+++ Text +++
Using Solarium with SOLR for Search – Setup
Apache’s SOLR is an enterprise-level search platform based on Apache Lucene. It provides a powerful full-text search along with advanced features such as faceted search, result highlighting and geospatial search. It’s extremely scalable and fault tolerant.
Well known websites said to use SOLR to power their search functions include digg, Netflix, Instagram and Whitehouse.gov (source).
While SOLR is written in Java, it’s accessible via HTTP, making it possible to integrate with whatever programming language you prefer. If you’re using PHP then the Solarium Project makes integration even easier, providing a level of abstraction over the underlying requests which enables you to use SOLR as if it were a native implementation running within your application.
In this series, I’m going to introduce both SOLR and Solarium side-by-side. We’ll begin by installing and configuring SOLR and creating a search index. Then, we’ll look at how to index documents. Next, we’ll implement a basic search and then expand it with some more advanced features such as faceted search, result highlighting and suggestions.
As we go along, we’re going to build a simple application for searching a collection of movies. You can grab the source code here, or see an online demo here.
Basic Concepts and Operation
Before we delve into the implementation, it’s worth looking at a few basic concepts and an overall view of what will happen.
SOLR is a Java application which runs as a web service, typically in a servlet container such as Tomcat, Glassfish or JBoss. You can manipulate and query it over HTTP using XML, JSON, CSV or binary format – so you can use any programming language for your application. However, the Solarium library provides a level of abstraction, allowing you to call methods as if SOLR were a native implementation. For the purposes of this tutorial we’ll be running the SOLR on the same machine as our application, but in practice it could be located on a separate server.
+++
Short exercise 1 - In the SOLR setup text, which servlet containers are named as typical places for SOLR to run?
+++ Data rows +++
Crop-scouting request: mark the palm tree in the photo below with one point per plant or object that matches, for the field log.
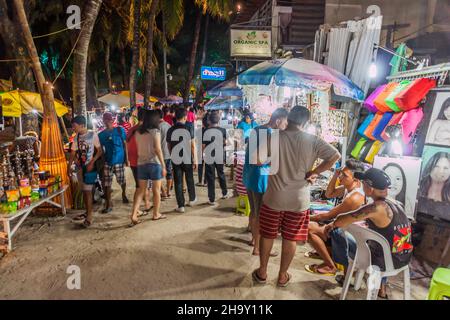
(81, 56)
(136, 9)
(148, 61)
(216, 8)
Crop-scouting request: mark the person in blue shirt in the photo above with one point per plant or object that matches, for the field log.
(114, 143)
(256, 175)
(247, 124)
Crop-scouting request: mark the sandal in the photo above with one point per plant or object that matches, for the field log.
(312, 255)
(314, 268)
(81, 217)
(161, 217)
(257, 278)
(284, 285)
(134, 223)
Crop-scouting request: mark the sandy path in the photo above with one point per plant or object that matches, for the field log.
(202, 254)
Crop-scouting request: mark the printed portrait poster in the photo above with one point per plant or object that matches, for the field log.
(434, 186)
(439, 125)
(405, 174)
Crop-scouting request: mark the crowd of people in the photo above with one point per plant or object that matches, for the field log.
(161, 144)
+++
Short exercise 2 - Write out the records again word for word, starting with the line that contains "Crop-scouting request: mark the sandy" and going on through the end of the records.

Final result 1 - Tomcat, Glassfish or JBoss.

Final result 2 -
Crop-scouting request: mark the sandy path in the photo above with one point per plant or object that matches, for the field log.
(202, 254)
Crop-scouting request: mark the printed portrait poster in the photo above with one point per plant or object that matches, for the field log.
(434, 186)
(439, 125)
(405, 174)
Crop-scouting request: mark the crowd of people in the photo above with one point per plant or object that matches, for the field log.
(161, 144)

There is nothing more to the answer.